* begin *

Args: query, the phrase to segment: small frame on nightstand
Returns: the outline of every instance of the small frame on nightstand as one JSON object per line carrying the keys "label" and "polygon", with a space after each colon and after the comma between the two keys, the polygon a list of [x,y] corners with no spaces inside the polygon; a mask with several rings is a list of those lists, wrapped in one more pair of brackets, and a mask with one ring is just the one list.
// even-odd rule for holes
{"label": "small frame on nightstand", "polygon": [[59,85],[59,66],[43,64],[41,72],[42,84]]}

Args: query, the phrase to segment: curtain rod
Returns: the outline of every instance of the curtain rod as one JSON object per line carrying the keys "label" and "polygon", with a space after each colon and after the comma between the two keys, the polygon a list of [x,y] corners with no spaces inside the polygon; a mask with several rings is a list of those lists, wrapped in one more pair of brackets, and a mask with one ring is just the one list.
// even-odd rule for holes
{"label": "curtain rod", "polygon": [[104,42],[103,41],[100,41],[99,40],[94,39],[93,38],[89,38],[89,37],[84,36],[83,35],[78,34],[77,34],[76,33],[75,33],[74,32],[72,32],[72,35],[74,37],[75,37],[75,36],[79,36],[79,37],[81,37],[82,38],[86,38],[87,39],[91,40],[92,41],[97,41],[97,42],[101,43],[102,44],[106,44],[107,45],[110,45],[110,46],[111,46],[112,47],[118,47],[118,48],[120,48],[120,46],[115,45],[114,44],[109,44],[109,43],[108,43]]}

* end *

◆ Task goal ◆
All lines from the line containing "Args: query, the phrase to segment: curtain" through the end of the listing above are to be duplicated exactly; include both ends and nothing further.

◆ The response ◆
Args: query, the phrase to segment: curtain rod
Returns: the outline of every instance of the curtain rod as one JSON object per line carrying the keys "label" and "polygon", with a space after each colon and after the comma between the two keys, the polygon a list of [x,y] corners with no spaces inside the polygon; a mask with several rings is a list of those lists, wrapped in one more pair of brackets, and a mask with one ring is just the one list.
// even-odd rule for holes
{"label": "curtain rod", "polygon": [[104,42],[103,41],[100,41],[99,40],[94,39],[93,38],[89,38],[89,37],[84,36],[83,35],[78,34],[77,34],[76,33],[75,33],[74,32],[72,32],[72,35],[74,37],[75,37],[75,36],[79,36],[79,37],[81,37],[82,38],[86,38],[87,39],[91,40],[92,41],[97,41],[97,42],[101,43],[102,44],[106,44],[107,45],[110,45],[110,46],[111,46],[112,47],[118,47],[118,48],[120,48],[120,46],[115,45],[114,44],[109,44],[109,43],[108,43]]}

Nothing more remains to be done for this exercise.